What to work on: Your reply must contain exactly the lines running from the one with "Query: water reflection" to the last line of the entries below, both included, and no other lines.

Listed entries:
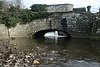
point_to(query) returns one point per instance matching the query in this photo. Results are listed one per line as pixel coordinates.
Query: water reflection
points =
(64, 50)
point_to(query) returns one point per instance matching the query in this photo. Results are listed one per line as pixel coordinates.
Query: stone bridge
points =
(27, 30)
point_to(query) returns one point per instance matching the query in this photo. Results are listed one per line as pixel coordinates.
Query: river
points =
(63, 53)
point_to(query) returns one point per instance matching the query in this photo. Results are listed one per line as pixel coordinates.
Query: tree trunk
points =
(8, 36)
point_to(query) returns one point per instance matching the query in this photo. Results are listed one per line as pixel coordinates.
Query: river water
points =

Answer to this problem:
Query: water reflection
points =
(64, 50)
point_to(query) returns one point per instance matching the query in this photo. Results are listed one per line as pixel coordinates.
Query: stone bridge
points =
(27, 30)
point_to(query) returns one point per instance matching the query in this photo. Results are listed one per line as pixel coordinates.
Query: river
points =
(63, 53)
point_to(query) returns one point per instance matching the query in this photo. Results are listed one per line as pixel coordinates.
Query: tree trunk
points =
(8, 36)
point_to(query) returns one point per instance matching the query in this photo. Results are listed one per line as pixel coordinates.
Query: river water
points =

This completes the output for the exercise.